Dataset excerpt:
============

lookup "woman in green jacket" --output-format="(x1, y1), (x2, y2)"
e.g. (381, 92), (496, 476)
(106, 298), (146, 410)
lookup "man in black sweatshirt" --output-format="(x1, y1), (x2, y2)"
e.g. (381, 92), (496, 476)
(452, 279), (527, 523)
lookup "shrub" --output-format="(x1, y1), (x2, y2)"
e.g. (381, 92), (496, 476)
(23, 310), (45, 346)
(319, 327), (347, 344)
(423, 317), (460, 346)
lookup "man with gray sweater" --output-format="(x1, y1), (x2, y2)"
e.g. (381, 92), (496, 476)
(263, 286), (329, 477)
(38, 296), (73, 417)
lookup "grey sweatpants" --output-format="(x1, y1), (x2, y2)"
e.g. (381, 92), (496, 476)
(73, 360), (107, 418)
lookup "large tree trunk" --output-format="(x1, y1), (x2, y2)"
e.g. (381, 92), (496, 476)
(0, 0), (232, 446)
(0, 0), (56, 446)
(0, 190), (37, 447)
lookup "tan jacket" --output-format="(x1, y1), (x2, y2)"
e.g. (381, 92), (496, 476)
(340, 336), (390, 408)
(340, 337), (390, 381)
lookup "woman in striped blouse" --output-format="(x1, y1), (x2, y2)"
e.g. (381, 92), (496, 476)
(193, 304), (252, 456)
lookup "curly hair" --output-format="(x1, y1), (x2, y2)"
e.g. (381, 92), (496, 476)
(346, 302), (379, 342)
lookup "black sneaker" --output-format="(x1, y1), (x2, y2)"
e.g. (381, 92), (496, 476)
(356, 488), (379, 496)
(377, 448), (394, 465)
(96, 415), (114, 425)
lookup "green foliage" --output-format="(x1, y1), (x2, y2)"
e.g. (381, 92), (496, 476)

============

▸ Your goal
All of the data needs to be reproduced exactly, with no line missing.

▸ Answer in full
lookup "woman in green jacket" --output-format="(x1, y1), (x2, y2)"
e.g. (381, 92), (496, 476)
(106, 298), (146, 410)
lookup "man in black sweatshirt" --output-format="(x1, y1), (x2, y2)"
e.g. (381, 92), (496, 476)
(452, 279), (527, 523)
lookup "shrub" --output-format="(x1, y1), (x2, y2)"
e.g. (381, 92), (496, 476)
(23, 310), (45, 346)
(319, 327), (347, 344)
(423, 317), (460, 346)
lookup "man with gray sweater" --output-format="(x1, y1), (x2, y2)"
e.g. (381, 92), (496, 476)
(263, 286), (329, 477)
(38, 296), (73, 417)
lookup "grey sweatpants" --output-format="(x1, y1), (x2, y2)"
e.g. (381, 92), (496, 476)
(73, 360), (107, 418)
lookup "large tree trunk" --output-format="(x1, y1), (x2, y2)"
e.g. (381, 92), (496, 476)
(0, 0), (232, 446)
(0, 0), (56, 446)
(0, 190), (37, 447)
lookup "tan jacket" --output-format="(x1, y1), (x2, y2)"
e.g. (381, 92), (496, 476)
(340, 336), (390, 408)
(340, 337), (390, 381)
lookup "woman in striped blouse" --output-format="(x1, y1), (x2, y2)"
e.g. (381, 92), (496, 476)
(193, 304), (252, 456)
lookup "curly hair" --output-format="(x1, y1), (x2, y2)"
e.g. (381, 92), (496, 476)
(346, 302), (379, 342)
lookup "black sneaker" --output-format="(x1, y1), (x2, y2)"
e.g. (381, 92), (496, 476)
(356, 488), (379, 496)
(377, 448), (394, 465)
(96, 415), (114, 425)
lookup "green foliage" --output-format="(x1, y1), (x2, y2)"
e.g. (381, 92), (496, 476)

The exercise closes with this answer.